## Passage shown
########

Build an Abstractive Text Summarizer in 94 Lines of Tensorflow !! (Tutorial 6)

amr zaki
HackerNoon.com
12 min readApr 16, 2019

--

This tutorial is the sixth one from a series of tutorials that would help you build an abstractive text summarizer using tensorflow , today we would build an abstractive text summarizer in tensorflow in an optimized way .

Today we would go through one of the most optimized models that has been built for this task , this model has been written by dongjun-Lee , this is the link to his model , I have used his model model on different datasets (in different languages) and it resulted in truly amazing results , so I would truly like to thank him for his effort

I have made multiple modifications to the model to enable it to enable it to run seamlessly on google colab (link to my model) , and i have hosted the data onto google drive (more on how to link google drive to google colab) , so no need to download neither the code , nor the data , you only need a google colab session to run the code , and copy the data from my google drive to yours (more on this) , and connect google drive to your notebook of google colab

EazyMind free Ai-As-a-service for text summarization

I have added a text summarization model to a website eazymind so that you can actually try generating your own summaries yourself (and see what you would be able to build) , it can be called through simple api calls , and through a python package , so that text summarization can be easily integrated into your application without the hassle of setting up the tensorflow environment ) , you can register for free , and enjoy using this api for free .

0- Intro

0-A About Series

This is a series of tutorials that would help you build an abstractive text summarizer using tensorflow using multiple approaches , we call it abstractive as we teach the neural network to generate words not to merely copy words .

We have covered so far (code for this series can be found here)

0. Overview on the free ecosystem for deep learning (how to use google colab with google drive)

########

## Data section

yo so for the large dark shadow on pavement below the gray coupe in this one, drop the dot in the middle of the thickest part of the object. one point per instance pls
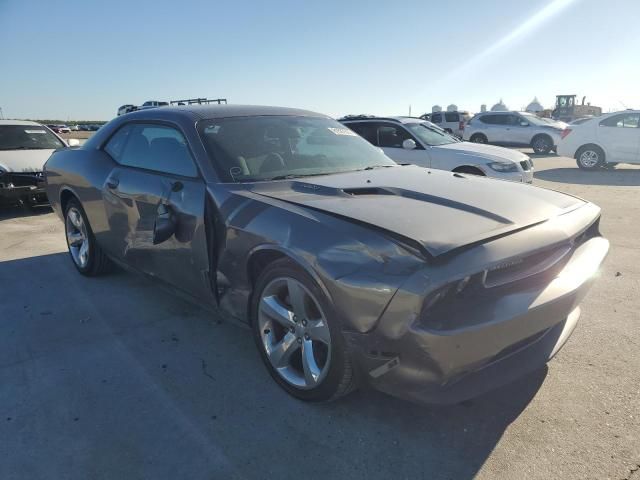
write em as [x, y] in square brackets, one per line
[110, 377]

########

## Questions
(a) Answer these questions using the summarizer tutorial:
(i) Who wrote the model that the tutorial uses?
(ii) Where has the author hosted the data?
(iii) Through what two means can the summarization model on eazymind be called?
(b) Print the summarizer tutorial from "We have covered" to "with google drive)".

## Answers to the tasks
(a)
(i) dongjun-Lee
(ii) On Google Drive
(iii) Through simple API calls and through a Python package

(b)
We have covered so far (code for this series can be found here)

0. Overview on the free ecosystem for deep learning (how to use google colab with google drive)